This exercise calls for a copy of every line in the listing below that carries the word "upholstery".

============

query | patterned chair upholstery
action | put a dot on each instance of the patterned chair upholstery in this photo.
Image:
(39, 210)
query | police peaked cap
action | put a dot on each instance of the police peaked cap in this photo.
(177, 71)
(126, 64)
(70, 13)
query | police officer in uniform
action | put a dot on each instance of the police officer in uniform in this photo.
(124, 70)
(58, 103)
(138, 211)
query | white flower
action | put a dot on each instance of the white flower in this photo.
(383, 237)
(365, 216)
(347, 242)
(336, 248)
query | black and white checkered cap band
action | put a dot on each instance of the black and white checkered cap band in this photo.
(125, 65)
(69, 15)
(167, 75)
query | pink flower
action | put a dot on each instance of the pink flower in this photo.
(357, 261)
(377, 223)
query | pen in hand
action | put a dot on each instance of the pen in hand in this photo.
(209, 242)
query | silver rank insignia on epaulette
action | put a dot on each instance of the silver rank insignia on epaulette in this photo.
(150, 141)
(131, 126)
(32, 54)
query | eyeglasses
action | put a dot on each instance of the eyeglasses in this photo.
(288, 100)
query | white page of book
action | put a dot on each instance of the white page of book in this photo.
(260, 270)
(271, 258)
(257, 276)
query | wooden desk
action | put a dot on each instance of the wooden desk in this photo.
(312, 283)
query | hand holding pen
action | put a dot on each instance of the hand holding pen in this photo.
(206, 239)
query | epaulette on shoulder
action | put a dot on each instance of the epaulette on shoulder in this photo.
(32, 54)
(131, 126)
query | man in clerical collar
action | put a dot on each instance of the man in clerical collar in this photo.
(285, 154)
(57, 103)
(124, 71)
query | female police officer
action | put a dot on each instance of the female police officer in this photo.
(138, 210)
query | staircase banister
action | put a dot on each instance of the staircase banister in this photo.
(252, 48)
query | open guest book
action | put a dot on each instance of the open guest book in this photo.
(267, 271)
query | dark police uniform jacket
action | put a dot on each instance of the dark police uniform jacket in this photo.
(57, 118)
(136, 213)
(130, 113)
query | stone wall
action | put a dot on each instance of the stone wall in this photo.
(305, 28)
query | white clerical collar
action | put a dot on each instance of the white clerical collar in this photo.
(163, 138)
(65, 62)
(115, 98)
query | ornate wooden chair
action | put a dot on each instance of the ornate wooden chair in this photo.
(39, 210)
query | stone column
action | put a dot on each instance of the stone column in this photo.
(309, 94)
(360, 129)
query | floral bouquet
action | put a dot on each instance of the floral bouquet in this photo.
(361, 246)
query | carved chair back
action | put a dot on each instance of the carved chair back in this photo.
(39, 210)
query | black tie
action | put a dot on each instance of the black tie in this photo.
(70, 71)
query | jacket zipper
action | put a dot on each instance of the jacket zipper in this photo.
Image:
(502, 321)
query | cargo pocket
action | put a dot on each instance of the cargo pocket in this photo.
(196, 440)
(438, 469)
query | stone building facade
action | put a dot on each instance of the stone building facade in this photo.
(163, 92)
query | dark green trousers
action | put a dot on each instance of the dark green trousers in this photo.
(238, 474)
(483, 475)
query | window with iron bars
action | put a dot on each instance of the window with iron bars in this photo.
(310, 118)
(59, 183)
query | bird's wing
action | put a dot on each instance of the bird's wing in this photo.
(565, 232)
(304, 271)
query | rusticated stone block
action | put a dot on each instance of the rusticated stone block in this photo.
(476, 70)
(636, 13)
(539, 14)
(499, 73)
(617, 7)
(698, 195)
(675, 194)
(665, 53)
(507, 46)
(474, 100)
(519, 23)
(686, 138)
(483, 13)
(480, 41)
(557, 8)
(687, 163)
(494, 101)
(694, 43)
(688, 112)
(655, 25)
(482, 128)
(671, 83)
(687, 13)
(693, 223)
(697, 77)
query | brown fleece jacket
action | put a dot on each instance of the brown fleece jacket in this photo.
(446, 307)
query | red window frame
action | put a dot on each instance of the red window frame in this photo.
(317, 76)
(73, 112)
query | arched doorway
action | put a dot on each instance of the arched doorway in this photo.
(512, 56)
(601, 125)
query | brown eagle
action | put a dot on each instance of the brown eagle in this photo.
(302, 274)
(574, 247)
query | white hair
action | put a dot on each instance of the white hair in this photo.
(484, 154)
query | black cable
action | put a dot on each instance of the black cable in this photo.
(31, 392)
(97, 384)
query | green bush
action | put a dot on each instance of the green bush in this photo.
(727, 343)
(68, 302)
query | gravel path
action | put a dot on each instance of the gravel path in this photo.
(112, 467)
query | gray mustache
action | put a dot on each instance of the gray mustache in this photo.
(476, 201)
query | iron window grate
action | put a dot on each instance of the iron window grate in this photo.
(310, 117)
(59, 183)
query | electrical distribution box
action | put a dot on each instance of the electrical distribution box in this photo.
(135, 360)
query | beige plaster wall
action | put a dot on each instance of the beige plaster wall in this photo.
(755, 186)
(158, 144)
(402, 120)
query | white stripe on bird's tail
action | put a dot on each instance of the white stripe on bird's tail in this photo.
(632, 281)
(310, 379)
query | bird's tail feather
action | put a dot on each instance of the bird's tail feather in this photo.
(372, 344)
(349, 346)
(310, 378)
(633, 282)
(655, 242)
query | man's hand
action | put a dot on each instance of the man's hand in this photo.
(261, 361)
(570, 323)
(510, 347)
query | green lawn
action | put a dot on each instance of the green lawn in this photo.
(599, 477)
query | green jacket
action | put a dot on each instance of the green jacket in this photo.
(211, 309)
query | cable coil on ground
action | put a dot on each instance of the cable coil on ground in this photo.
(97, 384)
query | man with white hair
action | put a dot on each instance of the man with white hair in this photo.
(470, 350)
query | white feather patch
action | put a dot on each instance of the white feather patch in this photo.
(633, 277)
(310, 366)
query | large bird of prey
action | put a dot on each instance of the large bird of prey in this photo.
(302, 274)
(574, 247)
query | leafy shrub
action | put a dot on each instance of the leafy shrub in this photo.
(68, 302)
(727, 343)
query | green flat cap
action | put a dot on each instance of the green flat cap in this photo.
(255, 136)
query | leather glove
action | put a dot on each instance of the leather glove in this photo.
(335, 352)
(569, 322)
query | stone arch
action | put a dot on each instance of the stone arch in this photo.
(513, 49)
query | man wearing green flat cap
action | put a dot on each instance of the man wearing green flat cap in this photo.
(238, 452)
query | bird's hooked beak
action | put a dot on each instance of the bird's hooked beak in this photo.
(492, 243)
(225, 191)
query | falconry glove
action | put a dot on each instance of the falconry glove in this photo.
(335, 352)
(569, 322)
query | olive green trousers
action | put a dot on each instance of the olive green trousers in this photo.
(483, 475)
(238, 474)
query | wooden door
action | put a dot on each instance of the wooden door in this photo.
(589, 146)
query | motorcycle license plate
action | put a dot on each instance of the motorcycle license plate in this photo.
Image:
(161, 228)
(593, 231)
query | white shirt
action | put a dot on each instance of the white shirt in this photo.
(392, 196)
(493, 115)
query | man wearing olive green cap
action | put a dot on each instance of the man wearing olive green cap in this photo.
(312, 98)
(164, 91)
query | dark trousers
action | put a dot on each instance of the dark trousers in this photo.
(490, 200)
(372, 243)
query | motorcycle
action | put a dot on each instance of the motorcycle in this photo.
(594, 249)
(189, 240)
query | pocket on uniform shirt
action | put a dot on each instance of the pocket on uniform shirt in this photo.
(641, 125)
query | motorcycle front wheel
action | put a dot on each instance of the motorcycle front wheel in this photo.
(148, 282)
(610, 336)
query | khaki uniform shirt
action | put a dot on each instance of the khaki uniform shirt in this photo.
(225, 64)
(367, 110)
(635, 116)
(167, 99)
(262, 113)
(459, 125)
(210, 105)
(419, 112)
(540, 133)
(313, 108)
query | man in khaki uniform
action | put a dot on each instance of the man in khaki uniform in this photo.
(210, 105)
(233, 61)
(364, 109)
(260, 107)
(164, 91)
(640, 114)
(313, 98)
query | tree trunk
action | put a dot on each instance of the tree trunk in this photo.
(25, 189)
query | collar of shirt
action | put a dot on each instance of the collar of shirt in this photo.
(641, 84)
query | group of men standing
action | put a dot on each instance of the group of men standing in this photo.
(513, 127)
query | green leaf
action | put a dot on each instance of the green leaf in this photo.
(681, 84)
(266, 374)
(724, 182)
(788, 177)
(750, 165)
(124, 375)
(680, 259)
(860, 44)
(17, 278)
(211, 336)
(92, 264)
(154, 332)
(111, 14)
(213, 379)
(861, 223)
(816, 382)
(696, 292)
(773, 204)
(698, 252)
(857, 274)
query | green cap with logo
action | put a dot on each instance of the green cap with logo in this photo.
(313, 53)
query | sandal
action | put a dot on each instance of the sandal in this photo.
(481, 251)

============

§ WORKED SOLUTION:
query | patterned chair upholstery
action | put a dot on each instance of the patterned chair upholstery in this photo.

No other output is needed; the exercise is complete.